- **Exercises**:
1. Write out the engine bay cleaning thread between "One thing id" and "great for this.", inclusive.
2. Extend the engine bay cleaning thread onward from its final line.

## Begin Source passage

# Cleaning the engine bay - what products?



## evoke (Oct 6, 2007)

I want to give the engine bay of my car a quick clean. Many years ago I covered all the electrical bits with cling film and sprayed engine degreaser everywhere and then hosed it all down - whilst the engine was running.

I don't really want to risk that with a modern car that's full of electronics. The engine bay is quite clean already but I want to make it super clean.

What kind of detailing products would work well on the rubber, plastic and metal parts in the engine bay without causing any risk to any component?

Is it just a case of wiping everything I can see with diluted APC?


----------



## kingswood (Jun 23, 2016)

i did that the other day then just used megs tire gel to give it a spruce - think its in the orchard sample thread

think the aerospace 303 comes recommended too


----------



## Soul boy 68 (Sep 8, 2013)

One thing id recommend is cover all sensitive parts with kitchen foil as it moulds itself around the said parts and it's also waterproof.


----------



## great gonzo (Nov 4, 2010)

Apc will be fine if not too dirty, Britemax grime out is great for this. 

Gonz.


----------



## evoke (Oct 6, 2007)

Just went out into the garage and found a 5L container of Bilt Hamber Surfex HD degreaser. I presume this could be used (diluted considerably) for engine bay cleaning with an MF cloth?


----------



## steve_07 (Apr 10, 2015)

## End Source passage
## Begin Data excerpts

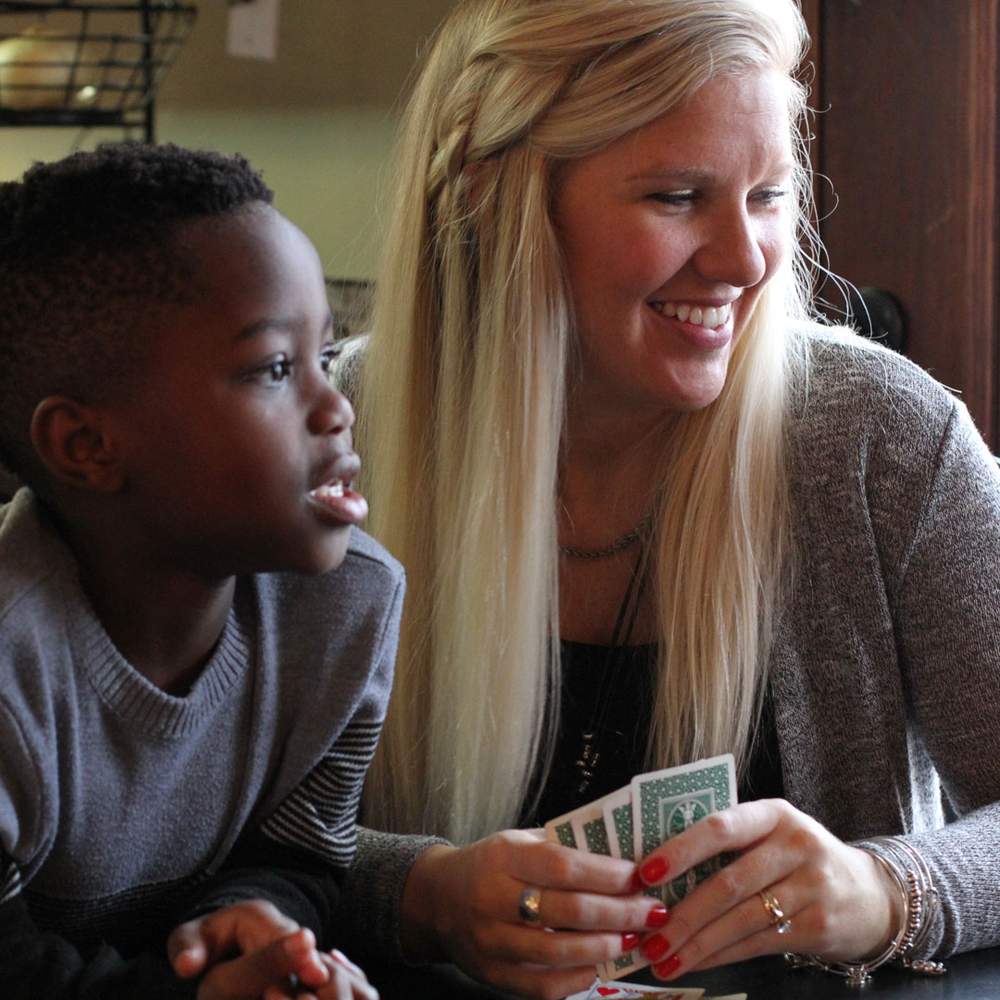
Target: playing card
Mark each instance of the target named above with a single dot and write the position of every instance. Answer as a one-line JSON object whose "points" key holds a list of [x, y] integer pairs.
{"points": [[561, 830], [617, 810], [583, 828], [665, 803], [590, 826], [633, 991]]}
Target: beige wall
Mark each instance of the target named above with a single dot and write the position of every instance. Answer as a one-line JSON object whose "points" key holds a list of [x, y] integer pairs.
{"points": [[317, 122]]}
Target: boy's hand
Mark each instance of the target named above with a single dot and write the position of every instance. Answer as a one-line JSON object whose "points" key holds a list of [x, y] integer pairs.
{"points": [[270, 949], [347, 981]]}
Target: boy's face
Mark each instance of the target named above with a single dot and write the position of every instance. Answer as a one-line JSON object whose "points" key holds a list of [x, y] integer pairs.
{"points": [[237, 447]]}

## End Data excerpts

- **The answers**:
1.
One thing id recommend is cover all sensitive parts with kitchen foil as it moulds itself around the said parts and it's also waterproof.


----------



## great gonzo (Nov 4, 2010)

Apc will be fine if not too dirty, Britemax grime out is great for this.

2.
evoke said:


> Just went out into the garage and found a 5L container of Bilt Hamber Surfex HD degreaser. I presume this could be used (diluted considerably) for engine bay cleaning with an MF cloth?


yes that will do perfectly. If you have any brushes too for the tight areas and to agitate then even better.


----------



## evoke (Oct 6, 2007)

steve_07 said:


> yes that will do perfectly. If you have any brushes too for the tight areas and to agitate then even better.


Cheers, mate. I forgot I had the Surfex HD! And I've got plenty of brushes (at least a dozen) of all shapes and sizes.


----------



## S7ephen j (Nov 9, 2015)

Done my engine bay few months ago wasn't too bad to begin with though. I used APC diluted in a spray bottle and covered all sensitive area's like alternator and electrical plugs etc with plastic bags and clingfilm. 

Sprayed APC all over the bay and agitated with a number of different brushes . Rinsed of with the hose on a wide spray setting like rain simulation one as you shouldn't need to much power.

Can dry with some old cloths that you don't mind chucking out or take for a drive to heat it up and ensure everything is dry. Dressed all plastics with Autoglym rubber and vinyl.


----------



## Forsh (Jun 13, 2014)

http://www.detailingworld.co.uk/forum/showthread.php?t=366540


----------



## evoke (Oct 6, 2007)

Forsh said:


> http://www.detailingworld.co.uk/forum/showthread.php?t=366540


Wow! You did a great job there, Forsh. I'm too scared to use a hosepipe so I'll try diluted APC applied with a cloth/applicator pad, agitated with a brush and a good wipe down with an MF.


----------



## ffrs1444 (Jun 7, 2008)

I G101 to clean then when dry spray with AS finish


----------



## goodison1972 (May 15, 2016)

i use baby wipes, lots of patience and elbow grease... for really stubborn bits, i use diluted TFR or sometimes Autosmart G101. once the area is grease free, then Autoglym show shine


----------



## Andys4vrs (Mar 13, 2016)

I have done several engines with a good old jet wash, snow foam, detailing brush then a blast way.

I then use, a master blaster, to dry the whole engine and components...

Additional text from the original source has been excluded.